• Task prompt
Please return all of the material exactly, with no line missing.

• Study material
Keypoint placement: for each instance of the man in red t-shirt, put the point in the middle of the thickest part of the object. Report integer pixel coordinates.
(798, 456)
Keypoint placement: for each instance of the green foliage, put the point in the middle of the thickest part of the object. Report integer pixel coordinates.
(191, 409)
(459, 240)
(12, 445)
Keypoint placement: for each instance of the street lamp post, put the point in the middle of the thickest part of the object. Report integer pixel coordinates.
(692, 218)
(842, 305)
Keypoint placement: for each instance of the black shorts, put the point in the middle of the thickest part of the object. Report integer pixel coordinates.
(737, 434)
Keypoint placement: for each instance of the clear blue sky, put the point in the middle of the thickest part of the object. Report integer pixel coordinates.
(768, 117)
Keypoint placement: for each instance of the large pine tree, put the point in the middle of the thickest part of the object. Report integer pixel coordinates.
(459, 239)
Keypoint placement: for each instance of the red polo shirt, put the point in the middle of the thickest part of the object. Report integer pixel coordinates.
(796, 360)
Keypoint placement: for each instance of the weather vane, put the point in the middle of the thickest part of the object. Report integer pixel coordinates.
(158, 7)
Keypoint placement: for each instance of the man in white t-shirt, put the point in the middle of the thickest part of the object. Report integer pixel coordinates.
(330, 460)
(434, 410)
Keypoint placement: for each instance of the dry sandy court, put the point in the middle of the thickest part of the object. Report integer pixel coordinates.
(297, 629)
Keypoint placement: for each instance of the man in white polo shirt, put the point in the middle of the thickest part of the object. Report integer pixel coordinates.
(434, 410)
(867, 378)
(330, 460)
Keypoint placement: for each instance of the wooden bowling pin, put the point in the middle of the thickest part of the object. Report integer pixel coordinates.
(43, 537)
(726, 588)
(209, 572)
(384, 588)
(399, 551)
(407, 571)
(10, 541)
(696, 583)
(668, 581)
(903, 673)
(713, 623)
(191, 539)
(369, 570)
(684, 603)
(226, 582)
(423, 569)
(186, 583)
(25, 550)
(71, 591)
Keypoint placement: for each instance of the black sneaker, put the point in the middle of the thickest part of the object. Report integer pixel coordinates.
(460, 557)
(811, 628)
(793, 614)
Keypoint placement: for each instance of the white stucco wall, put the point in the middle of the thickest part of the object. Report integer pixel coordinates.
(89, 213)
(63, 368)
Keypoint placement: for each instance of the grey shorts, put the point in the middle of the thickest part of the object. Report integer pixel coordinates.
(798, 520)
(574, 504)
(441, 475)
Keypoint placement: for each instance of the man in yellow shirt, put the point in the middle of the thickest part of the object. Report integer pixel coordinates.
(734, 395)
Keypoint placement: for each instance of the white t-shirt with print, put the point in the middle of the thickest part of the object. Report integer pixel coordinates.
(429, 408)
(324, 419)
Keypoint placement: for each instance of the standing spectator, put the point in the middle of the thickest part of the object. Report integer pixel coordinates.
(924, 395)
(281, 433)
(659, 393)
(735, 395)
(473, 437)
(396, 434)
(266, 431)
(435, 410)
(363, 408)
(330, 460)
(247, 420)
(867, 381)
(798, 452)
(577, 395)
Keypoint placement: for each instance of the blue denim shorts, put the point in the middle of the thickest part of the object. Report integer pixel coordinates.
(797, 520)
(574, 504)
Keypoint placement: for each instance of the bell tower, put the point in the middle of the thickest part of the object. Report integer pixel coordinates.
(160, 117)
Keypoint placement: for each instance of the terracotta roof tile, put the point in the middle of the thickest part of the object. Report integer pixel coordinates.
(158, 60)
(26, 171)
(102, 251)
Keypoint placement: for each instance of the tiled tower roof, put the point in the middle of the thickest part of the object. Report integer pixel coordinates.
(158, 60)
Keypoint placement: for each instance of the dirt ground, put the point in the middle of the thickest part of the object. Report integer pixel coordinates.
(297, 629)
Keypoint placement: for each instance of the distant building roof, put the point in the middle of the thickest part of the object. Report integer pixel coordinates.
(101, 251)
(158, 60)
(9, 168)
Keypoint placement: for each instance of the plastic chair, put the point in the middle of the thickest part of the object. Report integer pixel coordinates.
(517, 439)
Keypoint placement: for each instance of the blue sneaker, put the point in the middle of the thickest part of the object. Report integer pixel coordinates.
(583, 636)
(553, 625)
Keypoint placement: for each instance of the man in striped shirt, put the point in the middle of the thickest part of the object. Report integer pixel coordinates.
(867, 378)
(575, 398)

• Result of the exercise
Keypoint placement: for each instance of the man in red t-shirt, put the point in the middle of the thickest part of the object. Report integer pixel coordinates.
(798, 456)
Keypoint placement: for each instance of the green foliage, put the point in the middle of the thickest part of the object. Report integer pixel coordinates.
(191, 409)
(459, 240)
(12, 445)
Keypoint placement: for each instance of the street lamp post, put the point in the middle of the thickest part of the object. Report integer pixel coordinates.
(692, 218)
(842, 305)
Keypoint placement: for each instance of the black shorts, put the point in the middle of the thickest part of the object. Report integer pixel coordinates.
(737, 434)
Keypoint placement: for each instance of the clear blue sky, put the point in the middle of the thickest part of the object. Report integer pixel coordinates.
(768, 117)
Keypoint placement: for each instance of the large pine tree, put the point in the middle of the thickest part of the object. Report integer pixel coordinates.
(459, 239)
Keypoint placement: for each instance of the red polo shirt, put the point in the middle of the thickest part of the object. Report integer pixel coordinates.
(796, 360)
Keypoint placement: for each instance of the weather vane, put the point in the middle of the thickest part of the object. Report integer pixel coordinates.
(158, 7)
Keypoint placement: for each instance of the man in white t-shirt, put the point in the middle of the thickest part of the object. Report integer pixel coordinates.
(330, 460)
(434, 410)
Keypoint placement: for each instance of the dry sandy court, put the point in the middle of the thickest part of the object. Report integer pixel coordinates.
(297, 629)
Keypoint placement: for each instance of the man in white polo shirt, put the point in the middle of the thickest part of the object. Report integer pixel coordinates.
(434, 410)
(867, 378)
(330, 460)
Keypoint placement: for each instance of the wooden bowling pin, put the point in the middle of the thickest part of the object. Report integer pixel coordinates.
(43, 537)
(726, 588)
(209, 572)
(384, 588)
(399, 551)
(407, 571)
(10, 541)
(696, 583)
(668, 581)
(903, 673)
(713, 623)
(191, 539)
(369, 570)
(684, 603)
(226, 582)
(423, 569)
(186, 583)
(25, 550)
(71, 591)
Keypoint placement: for each instance of the black sneaker, put the point in the middle of the thickest part of the object. Report integer pixel coordinates.
(460, 557)
(811, 628)
(793, 614)
Keypoint placement: for each instance of the white stucco wall, put the point in the middle of the thickest part of the object. Report integer pixel coordinates.
(89, 213)
(63, 368)
Keypoint placement: for each instance of the grey shorts, put the point in the middle of the thickest part of the object. Report integer pixel coordinates.
(798, 520)
(574, 504)
(441, 475)
Keypoint placement: for each instance of the man in yellow shirt, put the point in the middle of the thickest part of the object. Report integer pixel coordinates.
(734, 395)
Keypoint placement: for each instance of the white t-shirt with print, put the point in the middle of the thickest part of the object. Report integer pixel coordinates.
(429, 408)
(324, 419)
Keypoint placement: for each instance of the standing spectator, put the point in the middle of the thickest part of the object. Report integer pixel coordinates.
(924, 395)
(281, 433)
(659, 393)
(735, 395)
(473, 437)
(396, 434)
(266, 431)
(435, 410)
(363, 408)
(330, 460)
(247, 420)
(867, 381)
(798, 452)
(577, 395)
Keypoint placement: for each instance of the blue denim shorts, put the point in the middle of the thickest part of the object. Report integer pixel coordinates.
(797, 520)
(574, 504)
Keypoint placement: for each instance of the bell tower, put the point in the middle of the thickest part of the object. Report integer pixel coordinates.
(160, 117)
Keypoint placement: for each instance of the terracotta roof tile, put the point in the middle of the thickest part of the object. Report integer pixel coordinates.
(158, 60)
(26, 171)
(102, 251)
Keypoint placement: for each instance of the tiled tower roof, put the point in the middle of the thickest part of the object. Report integer pixel coordinates.
(158, 60)
Keypoint placement: for each instance of the dirt ground, put the point in the middle of the thickest part of the object. Report integer pixel coordinates.
(297, 629)
Keypoint placement: for each instance of the distant building roof, put the point in the middle of the thickest part of the object. Report integer pixel coordinates.
(101, 251)
(158, 60)
(9, 168)
Keypoint placement: for each instance of the plastic chair, put the point in the middle of the thickest part of the object. Report integer pixel coordinates.
(517, 439)
Keypoint placement: for each instance of the blue sneaker, put the point in the middle of the thickest part of the object. Report integer pixel coordinates.
(583, 636)
(553, 625)
Keypoint placement: for each instance of the man in striped shirt, put the point in the middle of the thickest part of the object. Report integer pixel coordinates.
(867, 378)
(575, 398)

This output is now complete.